» ABOUT THIS EXERCISE
Output the entries exactly as they appear. Pictures should not be included.

(Referring expression data)

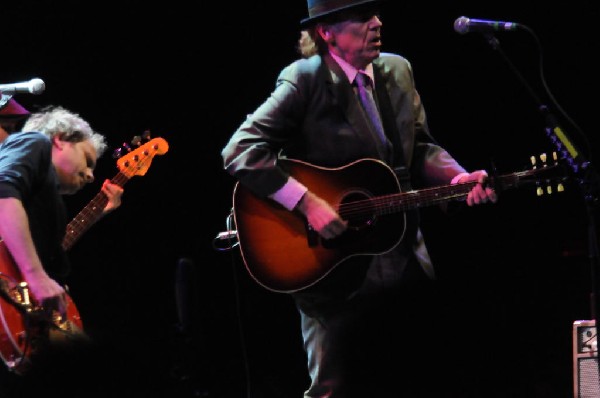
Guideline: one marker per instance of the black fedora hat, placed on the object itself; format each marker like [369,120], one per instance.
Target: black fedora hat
[318,9]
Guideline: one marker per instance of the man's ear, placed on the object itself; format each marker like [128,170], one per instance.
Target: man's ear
[57,142]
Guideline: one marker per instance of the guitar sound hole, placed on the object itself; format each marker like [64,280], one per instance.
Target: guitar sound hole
[358,211]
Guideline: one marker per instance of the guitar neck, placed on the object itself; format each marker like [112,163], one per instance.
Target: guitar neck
[89,214]
[399,202]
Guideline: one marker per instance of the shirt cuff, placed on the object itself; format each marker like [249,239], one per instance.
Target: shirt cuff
[290,194]
[458,177]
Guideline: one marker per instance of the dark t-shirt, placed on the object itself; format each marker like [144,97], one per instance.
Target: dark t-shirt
[27,173]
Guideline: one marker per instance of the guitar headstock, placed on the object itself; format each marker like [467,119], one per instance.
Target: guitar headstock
[550,183]
[132,162]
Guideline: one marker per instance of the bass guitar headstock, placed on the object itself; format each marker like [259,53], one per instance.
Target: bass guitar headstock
[549,182]
[134,159]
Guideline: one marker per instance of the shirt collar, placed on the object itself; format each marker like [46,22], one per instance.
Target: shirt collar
[351,71]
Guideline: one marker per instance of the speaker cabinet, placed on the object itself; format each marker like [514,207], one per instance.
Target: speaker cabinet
[586,383]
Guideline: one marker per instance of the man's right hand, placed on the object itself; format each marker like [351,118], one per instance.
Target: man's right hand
[321,216]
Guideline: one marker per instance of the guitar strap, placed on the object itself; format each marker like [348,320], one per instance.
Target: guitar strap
[391,130]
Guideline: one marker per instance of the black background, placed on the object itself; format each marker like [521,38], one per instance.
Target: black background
[514,275]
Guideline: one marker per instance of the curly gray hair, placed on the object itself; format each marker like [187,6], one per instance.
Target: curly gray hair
[69,126]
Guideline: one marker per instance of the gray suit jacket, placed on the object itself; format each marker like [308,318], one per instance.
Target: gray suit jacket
[313,115]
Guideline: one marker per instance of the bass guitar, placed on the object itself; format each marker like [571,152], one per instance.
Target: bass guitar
[25,326]
[283,254]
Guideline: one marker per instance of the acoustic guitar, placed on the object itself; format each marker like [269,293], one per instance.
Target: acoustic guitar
[25,326]
[283,254]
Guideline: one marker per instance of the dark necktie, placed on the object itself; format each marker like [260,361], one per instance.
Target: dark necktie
[365,95]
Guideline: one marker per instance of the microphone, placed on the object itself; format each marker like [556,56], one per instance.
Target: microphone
[464,25]
[34,86]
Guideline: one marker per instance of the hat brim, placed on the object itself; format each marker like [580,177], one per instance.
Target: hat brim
[319,16]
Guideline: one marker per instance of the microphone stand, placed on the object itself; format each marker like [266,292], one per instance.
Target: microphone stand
[581,171]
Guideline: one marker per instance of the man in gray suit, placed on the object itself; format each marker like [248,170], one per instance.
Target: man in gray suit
[362,315]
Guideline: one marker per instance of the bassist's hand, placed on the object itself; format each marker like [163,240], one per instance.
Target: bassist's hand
[47,292]
[321,216]
[481,193]
[113,192]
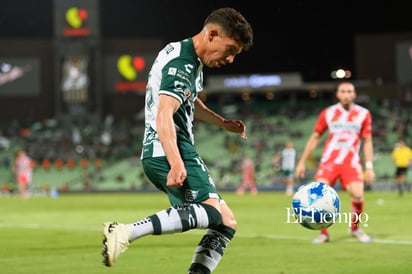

» EXERCISE SOLUTION
Guideline: one marker per instance of the black fedora hat, placed on the object itself; format each marker like [369,120], one per instance.
Target: black fedora hat
[318,9]
Guideline: one marker per instance of the man's ear, placed on the object itself; format each marker like [128,170], one per instance.
Target: man's ear
[57,142]
Guideline: one marker per instance of the guitar sound hole, placed on the object itself; format each marker like [64,280], one per instance.
Target: guitar sound hole
[358,211]
Guideline: one marker per instance of the guitar neck, placed on the object itself; format each marker like [112,163], one per instance.
Target: guitar neck
[89,214]
[399,202]
Guideline: one marker per instance of the shirt cuff, placed on the object itself; format each marker like [249,239], one per instance.
Target: shirt cuff
[290,194]
[458,177]
Guideline: one marker per instance of the dark t-shirt, placed on the object itself; format each marker like [144,97], one per instance.
Target: dark t-shirt
[27,173]
Guideline: one marker per instance of the guitar headstock, placed on the object itself; format each marker like [467,119], one per instance.
Target: guitar headstock
[550,183]
[132,162]
Guideline: one marker per instance of the bass guitar headstock, placed on the object itself; format each marker like [259,53], one per instance.
Target: bass guitar headstock
[549,182]
[134,159]
Guideline: one marker per instance of the shirt collar, placed on the object itself; format each marker like [46,22], one per instance.
Target: shirt collar
[351,71]
Guideline: one marker per instance of the speaker cabinet, placed on the object itself; format each marker like [514,207], one per instance.
Target: speaker cabinet
[586,383]
Guideline: one marker per instance of the man's right hand, placed on the object itself; format each marker like [351,118], one per instance.
Target: man's right hand
[321,216]
Guideline: one marker per instance of the guitar strap, placed on the object itself; format each marker like [348,320], one per instance.
Target: guitar strap
[391,130]
Guideline: one marker per instance of the black background, placed on the object itself; format each marker like [521,38], one per instance.
Target: black background
[514,275]
Guideline: one marker per instance of the curly gray hair, placed on the object itself; format each marker like [187,6], one per instance.
Target: curly gray hair
[69,126]
Guideline: one marker per instance of the gray suit jacket, placed on the object itself; format each marker like [308,318], one per instance.
Target: gray suit jacket
[313,115]
Guideline: one marker per instance of the bass guitar, placed on the object itself; format each marker like [571,152], one per instance.
Target: bass guitar
[25,326]
[283,254]
Guideline: one marker per instance of the acoustic guitar, placed on the object itself; format each marker like [269,293], one per instance.
Target: acoustic guitar
[25,326]
[283,254]
Guideline: one marker per instance of the dark necktie, placed on the object itself; format each marker like [260,361], one per instance.
Target: dark necktie
[365,95]
Guideline: one marker per instance of the microphone, placed on the object itself; format each marker like [556,56], one per instance.
Target: microphone
[464,25]
[34,86]
Guideline: one marker per instance of the hat brim, placed on the object itself; format each marker like [580,177], one per instance.
Target: hat brim
[319,16]
Guideline: one marker per instance of the microphone stand, placed on the object itself; format each marker like [266,292], one per instance.
Target: microphone stand
[581,171]
Guideline: one marker per instance of the man in gray suit, placed on the object itself; format each marker like [248,170], one per instance.
Target: man in gray suit
[362,315]
Guideline: one marker per instance of the bassist's hand, placed on the object itself; format each marker like [163,240], one per instance.
Target: bassist's hand
[47,292]
[321,216]
[481,193]
[113,192]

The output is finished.